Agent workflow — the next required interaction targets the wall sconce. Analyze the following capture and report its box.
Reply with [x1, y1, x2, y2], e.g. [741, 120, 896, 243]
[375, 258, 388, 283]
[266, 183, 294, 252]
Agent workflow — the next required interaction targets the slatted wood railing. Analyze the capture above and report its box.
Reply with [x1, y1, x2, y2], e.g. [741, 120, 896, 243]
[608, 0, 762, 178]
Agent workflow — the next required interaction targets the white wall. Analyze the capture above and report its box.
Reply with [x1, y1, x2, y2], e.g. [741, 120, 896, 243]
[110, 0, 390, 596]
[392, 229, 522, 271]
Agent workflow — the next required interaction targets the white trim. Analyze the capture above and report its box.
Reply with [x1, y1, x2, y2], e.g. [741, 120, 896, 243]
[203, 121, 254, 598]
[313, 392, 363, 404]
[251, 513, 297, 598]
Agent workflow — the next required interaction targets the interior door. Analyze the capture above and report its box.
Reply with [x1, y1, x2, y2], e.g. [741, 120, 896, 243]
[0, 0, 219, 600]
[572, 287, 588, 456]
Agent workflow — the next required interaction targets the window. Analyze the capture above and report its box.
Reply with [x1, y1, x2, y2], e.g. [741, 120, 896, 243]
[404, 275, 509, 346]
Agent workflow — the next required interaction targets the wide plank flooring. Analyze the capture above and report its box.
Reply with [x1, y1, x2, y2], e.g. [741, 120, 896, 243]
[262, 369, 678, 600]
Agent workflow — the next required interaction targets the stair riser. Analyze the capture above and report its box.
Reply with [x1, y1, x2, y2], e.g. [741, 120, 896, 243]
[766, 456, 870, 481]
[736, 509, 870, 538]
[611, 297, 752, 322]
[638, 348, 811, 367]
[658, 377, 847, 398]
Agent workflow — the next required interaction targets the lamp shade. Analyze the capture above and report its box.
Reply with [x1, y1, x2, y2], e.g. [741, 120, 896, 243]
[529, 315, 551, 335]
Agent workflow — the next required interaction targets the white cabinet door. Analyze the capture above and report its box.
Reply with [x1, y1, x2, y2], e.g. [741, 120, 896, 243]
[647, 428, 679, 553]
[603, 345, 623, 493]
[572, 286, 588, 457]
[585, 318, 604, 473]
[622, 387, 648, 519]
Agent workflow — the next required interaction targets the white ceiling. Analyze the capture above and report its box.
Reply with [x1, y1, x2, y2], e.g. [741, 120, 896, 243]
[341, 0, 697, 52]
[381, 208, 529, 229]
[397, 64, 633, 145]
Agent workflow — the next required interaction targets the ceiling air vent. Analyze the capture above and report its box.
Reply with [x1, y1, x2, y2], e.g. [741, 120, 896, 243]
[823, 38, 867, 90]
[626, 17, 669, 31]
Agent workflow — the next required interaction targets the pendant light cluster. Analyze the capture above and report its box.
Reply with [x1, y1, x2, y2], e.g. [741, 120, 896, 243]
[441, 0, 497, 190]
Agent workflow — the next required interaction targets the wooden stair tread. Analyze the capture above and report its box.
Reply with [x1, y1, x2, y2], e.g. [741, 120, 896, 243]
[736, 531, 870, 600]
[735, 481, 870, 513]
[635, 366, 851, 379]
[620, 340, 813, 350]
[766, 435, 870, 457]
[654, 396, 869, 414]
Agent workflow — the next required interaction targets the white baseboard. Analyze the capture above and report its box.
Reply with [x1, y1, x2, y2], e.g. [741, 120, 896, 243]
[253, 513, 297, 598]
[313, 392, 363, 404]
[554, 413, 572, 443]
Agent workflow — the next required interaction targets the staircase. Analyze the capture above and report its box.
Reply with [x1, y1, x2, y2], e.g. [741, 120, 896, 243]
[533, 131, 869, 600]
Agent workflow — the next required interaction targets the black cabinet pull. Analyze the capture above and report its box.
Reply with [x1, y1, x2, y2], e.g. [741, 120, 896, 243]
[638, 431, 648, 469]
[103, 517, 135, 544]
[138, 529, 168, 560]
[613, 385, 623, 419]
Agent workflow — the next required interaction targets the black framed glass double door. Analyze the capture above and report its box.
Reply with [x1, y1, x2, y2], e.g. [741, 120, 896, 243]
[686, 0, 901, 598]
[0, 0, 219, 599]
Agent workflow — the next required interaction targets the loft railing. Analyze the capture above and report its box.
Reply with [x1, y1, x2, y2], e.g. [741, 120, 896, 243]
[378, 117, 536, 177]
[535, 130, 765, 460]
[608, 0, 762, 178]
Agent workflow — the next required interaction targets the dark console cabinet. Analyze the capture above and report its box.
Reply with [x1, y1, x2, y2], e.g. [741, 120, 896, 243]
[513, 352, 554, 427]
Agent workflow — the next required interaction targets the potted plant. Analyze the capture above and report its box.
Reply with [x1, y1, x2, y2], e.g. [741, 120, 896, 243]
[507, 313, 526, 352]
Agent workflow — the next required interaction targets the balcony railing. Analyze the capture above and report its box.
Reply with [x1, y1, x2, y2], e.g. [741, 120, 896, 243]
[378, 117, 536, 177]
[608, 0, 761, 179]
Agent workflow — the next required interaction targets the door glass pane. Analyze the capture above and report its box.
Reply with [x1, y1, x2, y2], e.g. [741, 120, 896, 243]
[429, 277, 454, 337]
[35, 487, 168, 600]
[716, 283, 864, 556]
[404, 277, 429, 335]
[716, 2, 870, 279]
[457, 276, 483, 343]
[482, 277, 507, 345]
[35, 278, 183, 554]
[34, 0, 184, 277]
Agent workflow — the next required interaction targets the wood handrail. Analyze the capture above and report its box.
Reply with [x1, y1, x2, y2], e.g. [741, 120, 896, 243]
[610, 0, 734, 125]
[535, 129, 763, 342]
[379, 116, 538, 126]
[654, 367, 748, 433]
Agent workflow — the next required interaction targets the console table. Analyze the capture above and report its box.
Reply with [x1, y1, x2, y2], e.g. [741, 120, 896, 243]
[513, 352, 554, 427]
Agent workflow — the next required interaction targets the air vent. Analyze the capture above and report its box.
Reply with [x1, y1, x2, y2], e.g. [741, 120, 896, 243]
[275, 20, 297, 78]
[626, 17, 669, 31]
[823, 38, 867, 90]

▶ [Required work]: Copy out, word for word, the lines of the material from the one holding "Agent workflow — the next required interaction targets the lamp" through the one holding "[613, 385, 623, 419]", including both of those lines.

▶ [Task output]:
Agent workflow — the next required interaction targets the lamp shade. Analyze the capture above and report its box.
Reply with [x1, y1, x2, y2], e.g. [741, 120, 896, 243]
[529, 315, 551, 335]
Agent workflow — the next required interaction targets the white cabinet door. Analyze the capture above and report its box.
Reply with [x1, y1, x2, y2], e.g. [741, 120, 896, 243]
[647, 428, 679, 553]
[603, 345, 623, 493]
[572, 286, 588, 457]
[585, 318, 604, 473]
[622, 387, 648, 519]
Agent workflow — the next required interaction targets the white ceiling. Analyze the capture above and report its box.
Reply with [x1, y1, x2, y2], e.g. [741, 120, 896, 243]
[341, 0, 697, 52]
[381, 208, 529, 229]
[397, 64, 633, 145]
Agent workflow — the next required interaction targets the ceiling air vent. Analyze the capture above and report its box.
Reply with [x1, y1, x2, y2], e.g. [741, 120, 896, 243]
[823, 38, 867, 90]
[626, 17, 669, 31]
Agent workflow — the next required interaction targets the pendant light cluster. Analyze the capture above and report its box.
Reply with [x1, y1, x2, y2], e.g. [741, 120, 896, 243]
[441, 0, 497, 190]
Agent workflow — the next required interaction targets the wooden stair tread. Analyze the capture above and report its box.
Reply with [x1, y1, x2, y2], e.g. [741, 120, 896, 243]
[736, 531, 870, 600]
[735, 481, 870, 513]
[635, 366, 851, 379]
[620, 340, 813, 350]
[766, 435, 870, 457]
[654, 396, 869, 414]
Agent workflow — the next required interaction targets the white baseboard. Analyze the capture above and report its box.
Reply with [x1, y1, x2, y2], e.g. [741, 120, 896, 243]
[253, 513, 297, 598]
[313, 392, 363, 404]
[554, 413, 572, 443]
Agent workflow — the next required interaction targets the staircase. Analyze the capture above and report its box.
Reply with [x1, y1, x2, y2], e.g. [741, 120, 896, 243]
[533, 131, 869, 600]
Agent workflow — the next required interaction targets the black cabinet pull. Analyze the capture above and report its box.
Reply with [x1, y1, x2, y2], e.g. [741, 120, 896, 243]
[638, 431, 648, 469]
[103, 517, 135, 544]
[138, 529, 168, 560]
[613, 385, 623, 419]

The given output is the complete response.